> Document text
Luz Garcini, a postdoctoral fellow at Rice University who studies undocumented immigrants’ health, made the same journey as many of her research subjects: She fled violence in her native Mexico—without any education or knowledge of the English language—to come to the United States, where she later completed a doctorate in clinical psychology and epidemiology.
But as Garcini soon learned, not all immigrants are so fortunate. In a study published this week, Garcini and her co-authors found that 23 percent of adult undocumented immigrants living near the border are at risk for mental-health disorders, the most common being depression and anxiety.
“And these are numbers pre-Trump administration,” Garcini adds. “You can imagine how the estimates must be right now, given the current sociopolitical context.”
Research has long linked the immigrant experience to poor health. Acculturation studies show foreign-born people have better mental health than native-born Americans—but the more time they spend in America, the worse off they will be. However, Garcini’s work is the first of its kind to establish prevalence, showing disproportionately high rates of mental illness among undocumented people, compared to the general U.S. population.
“This is quite alarming, particularly if we start thinking in terms of, this is a population who lack access to health care, particularly for mental health,” Garcini says.
Working in a psychology clinic near the border, Garcini first noticed the need for greater research into the mental health of her undocumented patients, who often showed signs of psychological distress. The symptoms were there, but not the numbers.
So Garcini set out to conduct this study, combining clinical knowledge with statistical methods. The researchers interviewed 248 well-established undocumented immigrants living in the San Diego area and found that 14 percent met criteria for depression, 8 percent for panic disorder, and 7 percent for anxiety. Drug use, however, was at levels consistent with the general population.
From this, the team could make estimates for the area’s entire undocumented population of 22,000, concluding that nearly a quarter are at risk for psychological distress.

[Image-based grounding data]
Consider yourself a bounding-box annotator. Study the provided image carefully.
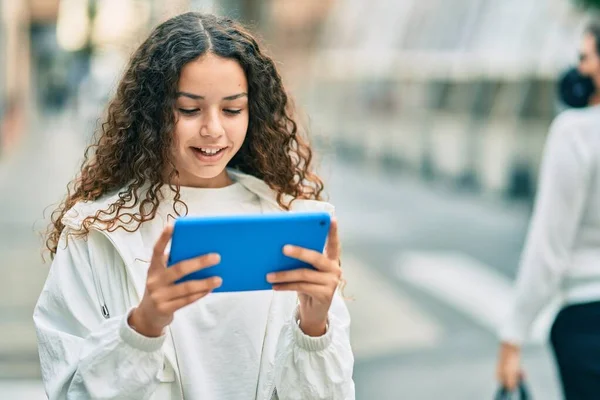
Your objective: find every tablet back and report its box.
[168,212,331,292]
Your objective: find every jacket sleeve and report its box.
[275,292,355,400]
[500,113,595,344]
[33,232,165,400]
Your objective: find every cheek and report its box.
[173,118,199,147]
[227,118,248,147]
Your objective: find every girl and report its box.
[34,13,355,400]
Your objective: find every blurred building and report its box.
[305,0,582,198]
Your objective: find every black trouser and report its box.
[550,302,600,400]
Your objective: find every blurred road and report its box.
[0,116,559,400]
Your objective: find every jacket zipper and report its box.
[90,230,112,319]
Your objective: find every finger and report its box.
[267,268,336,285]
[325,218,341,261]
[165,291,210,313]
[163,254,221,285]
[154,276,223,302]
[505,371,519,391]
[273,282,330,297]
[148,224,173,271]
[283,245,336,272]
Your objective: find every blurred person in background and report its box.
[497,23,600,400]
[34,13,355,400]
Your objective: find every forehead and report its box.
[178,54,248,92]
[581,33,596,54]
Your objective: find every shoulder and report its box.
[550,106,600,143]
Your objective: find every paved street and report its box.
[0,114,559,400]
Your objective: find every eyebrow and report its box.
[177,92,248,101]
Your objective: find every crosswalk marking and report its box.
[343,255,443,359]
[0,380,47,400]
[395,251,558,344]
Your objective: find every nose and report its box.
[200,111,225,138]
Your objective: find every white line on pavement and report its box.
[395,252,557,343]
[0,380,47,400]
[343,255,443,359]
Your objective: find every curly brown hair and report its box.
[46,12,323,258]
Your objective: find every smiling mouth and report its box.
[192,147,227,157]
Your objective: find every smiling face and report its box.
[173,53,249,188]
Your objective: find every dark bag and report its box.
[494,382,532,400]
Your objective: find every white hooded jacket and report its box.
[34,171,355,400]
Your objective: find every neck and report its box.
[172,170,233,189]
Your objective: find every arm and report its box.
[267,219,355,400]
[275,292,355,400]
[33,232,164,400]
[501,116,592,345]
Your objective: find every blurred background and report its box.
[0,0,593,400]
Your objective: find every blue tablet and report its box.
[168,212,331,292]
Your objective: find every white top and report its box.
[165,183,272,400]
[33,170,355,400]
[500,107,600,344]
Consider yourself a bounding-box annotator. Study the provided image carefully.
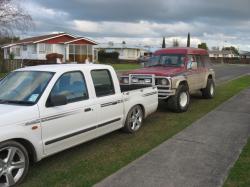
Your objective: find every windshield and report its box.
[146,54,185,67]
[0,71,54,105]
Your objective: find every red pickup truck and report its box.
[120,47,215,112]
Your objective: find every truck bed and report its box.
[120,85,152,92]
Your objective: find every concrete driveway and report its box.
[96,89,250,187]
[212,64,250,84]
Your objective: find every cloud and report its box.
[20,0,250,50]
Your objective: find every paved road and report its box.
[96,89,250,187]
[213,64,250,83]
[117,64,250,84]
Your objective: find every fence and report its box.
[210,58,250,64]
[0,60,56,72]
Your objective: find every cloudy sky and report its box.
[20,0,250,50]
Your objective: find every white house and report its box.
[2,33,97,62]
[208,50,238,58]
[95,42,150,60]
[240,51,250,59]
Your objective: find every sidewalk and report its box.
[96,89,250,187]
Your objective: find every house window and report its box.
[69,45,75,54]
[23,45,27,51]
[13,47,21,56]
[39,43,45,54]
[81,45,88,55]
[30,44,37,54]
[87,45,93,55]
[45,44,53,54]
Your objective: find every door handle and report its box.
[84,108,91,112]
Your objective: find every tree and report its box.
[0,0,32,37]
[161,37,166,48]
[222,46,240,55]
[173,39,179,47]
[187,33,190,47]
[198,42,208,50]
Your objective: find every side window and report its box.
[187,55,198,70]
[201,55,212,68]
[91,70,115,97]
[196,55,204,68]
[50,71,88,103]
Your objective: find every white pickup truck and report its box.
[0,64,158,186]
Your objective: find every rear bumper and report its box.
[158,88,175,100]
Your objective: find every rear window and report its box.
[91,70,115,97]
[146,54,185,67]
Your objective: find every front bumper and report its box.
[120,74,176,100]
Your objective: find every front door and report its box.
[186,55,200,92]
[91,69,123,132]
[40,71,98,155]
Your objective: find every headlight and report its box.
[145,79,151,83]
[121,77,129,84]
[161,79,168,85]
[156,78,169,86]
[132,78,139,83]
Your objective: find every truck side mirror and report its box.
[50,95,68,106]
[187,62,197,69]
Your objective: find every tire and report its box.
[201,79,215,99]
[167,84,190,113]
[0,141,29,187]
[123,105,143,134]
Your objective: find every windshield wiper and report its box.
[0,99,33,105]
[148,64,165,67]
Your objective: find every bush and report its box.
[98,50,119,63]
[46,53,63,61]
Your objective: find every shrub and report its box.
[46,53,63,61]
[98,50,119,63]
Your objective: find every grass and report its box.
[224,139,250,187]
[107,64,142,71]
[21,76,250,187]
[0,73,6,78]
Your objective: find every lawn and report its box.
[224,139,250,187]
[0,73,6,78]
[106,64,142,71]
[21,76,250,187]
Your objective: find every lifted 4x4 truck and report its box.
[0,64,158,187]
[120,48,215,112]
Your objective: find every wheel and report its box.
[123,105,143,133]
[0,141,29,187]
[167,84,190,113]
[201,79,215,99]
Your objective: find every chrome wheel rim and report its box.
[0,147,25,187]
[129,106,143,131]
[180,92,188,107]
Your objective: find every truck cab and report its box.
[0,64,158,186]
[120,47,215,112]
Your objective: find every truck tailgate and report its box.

> Problem set
**A)** In the article about undocumented immigrants' mental health, what percentage of those interviewed met criteria for depression?
**B)** Continue the article about undocumented immigrants' mental health from the point where it stops.
The entries are separate material and have no connection to the article about undocumented immigrants' mental health.

> Responses for each task
**A)** 14 percent

**B)**
“You can imagine living under this constant stress, when you know your life could completely change if [authorities] know that you’re undocumented—that you could be sent back to a country that is no longer your country,” Garcini says. “It’s almost like they’re trapped in this constant stress and fear, having also to adjust to long work schedules because their undocumented status is not going to allow them to move up in the social ladder. These stressors eventually break their system down.”
The majority of Garcini’s subjects have lived in the U.S. for more than 10 years, and “made the U.S. their home,” she says. But the stress of the undocumented experience—dealing with loss, discrimination, and family separation—still haunts them.
“We’re talking about a very resilient population—a population that relies on their work, their spirituality, the social support of families, even though they might not be here, to deal with all this stress,” Garcini says. “It’s not that they’re a weak population, but the stress that they face is so much bigger that I doubt any of us could take it.”
In four-hour interviews with subjects, Garcini gathered accounts of chronic stress—”story after story,” she says.
There was the young woman who fled an abusive father in Mexico, only to fall prey to traffickers across the border. Or the 22-year-old Dreamer with a heart condition, still waiting for a heart transplant in hospice care, who met criteria for all of the disorders in the study and is now addicted to pain killers.
These young people, often protected under the Deferred Action for Childhood Arrivals program, are particularly vulnerable because of what Garcini calls a “self-identity conflict.”
“They understand that, regardless of having an education and mastering the language, and almost being like their U.S.-born counterparts, they are not,” she says. “So they continue to be not second-class citizens, but third-class citizens. At some point, there’s no hope for them.”
Garcini is currently seeking participants for a confidential online survey through Rice to learn more about the effect of recent anti-immigration policies on Dreamers’ mental health. She hopes that these numbers will prompt policy action, demonstrating the need for more health-care providers and trauma-informed systems of care—or at the very least combat dangerous stereotypes.
“The strongest post-migration difficulty that predicts mental disorders is discrimination,” Garcini says. “The social political context is fueling that. So, something needs to happen.”